• Zu prüfender Text:
_ _ _ _
Strukturformel | ||||||||||||||||
---|---|---|---|---|---|---|---|---|---|---|---|---|---|---|---|---|
Allgemeines | ||||||||||||||||
Freiname | Fingolimod | |||||||||||||||
Andere Namen |
| |||||||||||||||
Summenformel | C19H33NO2 | |||||||||||||||
Externe Identifikatoren/Datenbanken | ||||||||||||||||
| ||||||||||||||||
Arzneistoffangaben | ||||||||||||||||
ATC-Code | ||||||||||||||||
Wirkstoffklasse | ||||||||||||||||
Wirkmechanismus | ||||||||||||||||
Eigenschaften | ||||||||||||||||
Molare Masse | 307,47 g·mol−1 | |||||||||||||||
Aggregatzustand |
fest | |||||||||||||||
Schmelzpunkt | ||||||||||||||||
pKS-Wert |
7,82 (konjugierte Säure)[4] | |||||||||||||||
Sicherheitshinweise | ||||||||||||||||
| ||||||||||||||||
Soweit möglich und gebräuchlich, werden SI-Einheiten verwendet. Wenn nicht anders vermerkt, gelten die angegebenen Daten bei Standardbedingungen (0 °C, 1000 hPa). |
Fingolimod (Handelsname Gilenya; Hersteller Novartis) ist ein Arzneistoff aus der Gruppe der Immunsuppressiva, der in der Behandlung der Multiplen Sklerose (MS) eingesetzt wird.
Der Arzneistoff ist eine synthetische Nachbildung des natürlichen Wirkstoffs Myriocin. Myriocin stammt aus dem Pilz Isaria sinclairii. Fingolimod wirkt als Sphingosin-1-phosphat-Analogon. Es hält eine wichtige Untergruppe der weißen Blutkörperchen, die Lymphozyten, in den Lymphknoten zurück und senkt so die Zahl von Lymphozyten, die in das Zentralnervensystem einwandern und dort Nervenbahnen von Patienten mit MS schädigen könnten.
Fingolimod ist in der Europäischen Union (EU) zur Behandlung von Patienten mit hochaktiver, schubförmig-remittierender MS als Alternativtherapie nach einer Behandlung mit Interferon-Beta oder bei Patienten mit einer rasch fortschreitenden, schweren MS zugelassen. In der Schweiz ist der Arzneistoff zur Behandlung von Patienten mit schubförmig remittierender MS zur Senkung der Schubhäufigkeit und zur Verzögerung des Fortschreitens der Behinderung zugelassen.
_ _ _ _
• Ausgewählte Datensätze:
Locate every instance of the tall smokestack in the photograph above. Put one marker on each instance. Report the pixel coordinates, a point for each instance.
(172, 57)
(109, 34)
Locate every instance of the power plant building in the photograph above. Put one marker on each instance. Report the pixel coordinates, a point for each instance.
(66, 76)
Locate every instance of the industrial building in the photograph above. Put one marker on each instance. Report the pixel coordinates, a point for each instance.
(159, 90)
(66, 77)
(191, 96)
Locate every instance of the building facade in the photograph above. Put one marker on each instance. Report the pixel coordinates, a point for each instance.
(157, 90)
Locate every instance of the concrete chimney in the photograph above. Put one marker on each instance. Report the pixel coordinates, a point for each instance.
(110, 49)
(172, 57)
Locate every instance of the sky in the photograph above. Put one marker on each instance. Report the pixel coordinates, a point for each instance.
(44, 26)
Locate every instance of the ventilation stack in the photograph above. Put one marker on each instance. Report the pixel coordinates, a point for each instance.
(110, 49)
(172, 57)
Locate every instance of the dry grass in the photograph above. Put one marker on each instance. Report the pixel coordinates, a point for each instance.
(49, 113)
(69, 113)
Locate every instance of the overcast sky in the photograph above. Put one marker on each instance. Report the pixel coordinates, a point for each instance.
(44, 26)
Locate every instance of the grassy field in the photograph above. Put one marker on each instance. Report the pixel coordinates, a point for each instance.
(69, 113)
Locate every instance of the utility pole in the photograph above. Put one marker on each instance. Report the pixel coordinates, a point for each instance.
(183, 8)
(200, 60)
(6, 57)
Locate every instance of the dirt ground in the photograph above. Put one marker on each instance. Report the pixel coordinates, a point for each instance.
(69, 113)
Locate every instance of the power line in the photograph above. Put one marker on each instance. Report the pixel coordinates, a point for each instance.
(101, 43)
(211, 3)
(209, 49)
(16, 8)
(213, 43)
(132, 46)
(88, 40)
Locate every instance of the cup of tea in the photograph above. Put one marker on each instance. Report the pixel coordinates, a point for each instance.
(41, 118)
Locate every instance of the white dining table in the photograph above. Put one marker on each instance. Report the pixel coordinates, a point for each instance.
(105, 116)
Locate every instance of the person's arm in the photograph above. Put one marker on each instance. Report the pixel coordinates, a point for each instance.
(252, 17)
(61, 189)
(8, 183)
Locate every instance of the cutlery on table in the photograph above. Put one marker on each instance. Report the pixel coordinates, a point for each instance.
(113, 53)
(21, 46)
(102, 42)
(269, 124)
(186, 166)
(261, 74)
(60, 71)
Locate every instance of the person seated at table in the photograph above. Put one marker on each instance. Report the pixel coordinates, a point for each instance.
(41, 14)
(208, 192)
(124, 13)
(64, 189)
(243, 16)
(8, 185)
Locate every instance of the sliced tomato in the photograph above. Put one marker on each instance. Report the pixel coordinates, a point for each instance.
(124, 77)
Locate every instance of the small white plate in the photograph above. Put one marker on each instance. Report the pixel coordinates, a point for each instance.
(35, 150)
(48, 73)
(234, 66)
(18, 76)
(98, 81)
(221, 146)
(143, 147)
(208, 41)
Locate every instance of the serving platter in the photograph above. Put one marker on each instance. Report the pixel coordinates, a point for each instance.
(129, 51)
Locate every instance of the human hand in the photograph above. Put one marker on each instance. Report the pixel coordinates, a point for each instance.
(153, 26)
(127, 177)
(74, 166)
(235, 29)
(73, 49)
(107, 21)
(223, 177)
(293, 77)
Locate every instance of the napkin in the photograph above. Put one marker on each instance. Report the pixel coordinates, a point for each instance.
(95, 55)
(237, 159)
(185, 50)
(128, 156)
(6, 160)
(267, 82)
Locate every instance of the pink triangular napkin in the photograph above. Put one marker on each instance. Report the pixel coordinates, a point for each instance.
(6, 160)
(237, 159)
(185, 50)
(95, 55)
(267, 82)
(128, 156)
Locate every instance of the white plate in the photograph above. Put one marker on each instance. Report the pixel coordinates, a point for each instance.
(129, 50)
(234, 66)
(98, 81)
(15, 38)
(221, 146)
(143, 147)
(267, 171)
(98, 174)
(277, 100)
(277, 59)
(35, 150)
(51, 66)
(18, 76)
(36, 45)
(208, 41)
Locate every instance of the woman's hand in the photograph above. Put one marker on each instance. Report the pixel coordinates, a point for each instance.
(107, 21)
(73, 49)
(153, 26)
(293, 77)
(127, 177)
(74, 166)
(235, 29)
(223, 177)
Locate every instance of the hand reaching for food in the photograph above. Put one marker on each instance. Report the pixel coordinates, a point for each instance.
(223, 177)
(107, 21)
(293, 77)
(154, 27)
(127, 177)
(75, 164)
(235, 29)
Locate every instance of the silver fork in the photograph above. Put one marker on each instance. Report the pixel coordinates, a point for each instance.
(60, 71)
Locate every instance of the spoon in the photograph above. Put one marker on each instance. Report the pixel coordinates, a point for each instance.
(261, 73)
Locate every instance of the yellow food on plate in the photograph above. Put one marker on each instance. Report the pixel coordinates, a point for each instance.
_ _ _ _
• Arbeitsaufträge:
1. Aus welchem Pilz stammt Myriocin laut dem Text über Fingolimod?
2. Schreiben Sie aus dem Text über Fingolimod den Abschnitt ab, dessen Anfang die Worte "Der Arzneistoff ist" enthält und der mit "der Behinderung zugelassen." schließt.

• Erwartete Ergebnisse:
1. Myriocin stammt aus dem Pilz Isaria sinclairii.

2.
Der Arzneistoff ist eine synthetische Nachbildung des natürlichen Wirkstoffs Myriocin. Myriocin stammt aus dem Pilz Isaria sinclairii. Fingolimod wirkt als Sphingosin-1-phosphat-Analogon. Es hält eine wichtige Untergruppe der weißen Blutkörperchen, die Lymphozyten, in den Lymphknoten zurück und senkt so die Zahl von Lymphozyten, die in das Zentralnervensystem einwandern und dort Nervenbahnen von Patienten mit MS schädigen könnten.
Fingolimod ist in der Europäischen Union (EU) zur Behandlung von Patienten mit hochaktiver, schubförmig-remittierender MS als Alternativtherapie nach einer Behandlung mit Interferon-Beta oder bei Patienten mit einer rasch fortschreitenden, schweren MS zugelassen. In der Schweiz ist der Arzneistoff zur Behandlung von Patienten mit schubförmig remittierender MS zur Senkung der Schubhäufigkeit und zur Verzögerung des Fortschreitens der Behinderung zugelassen.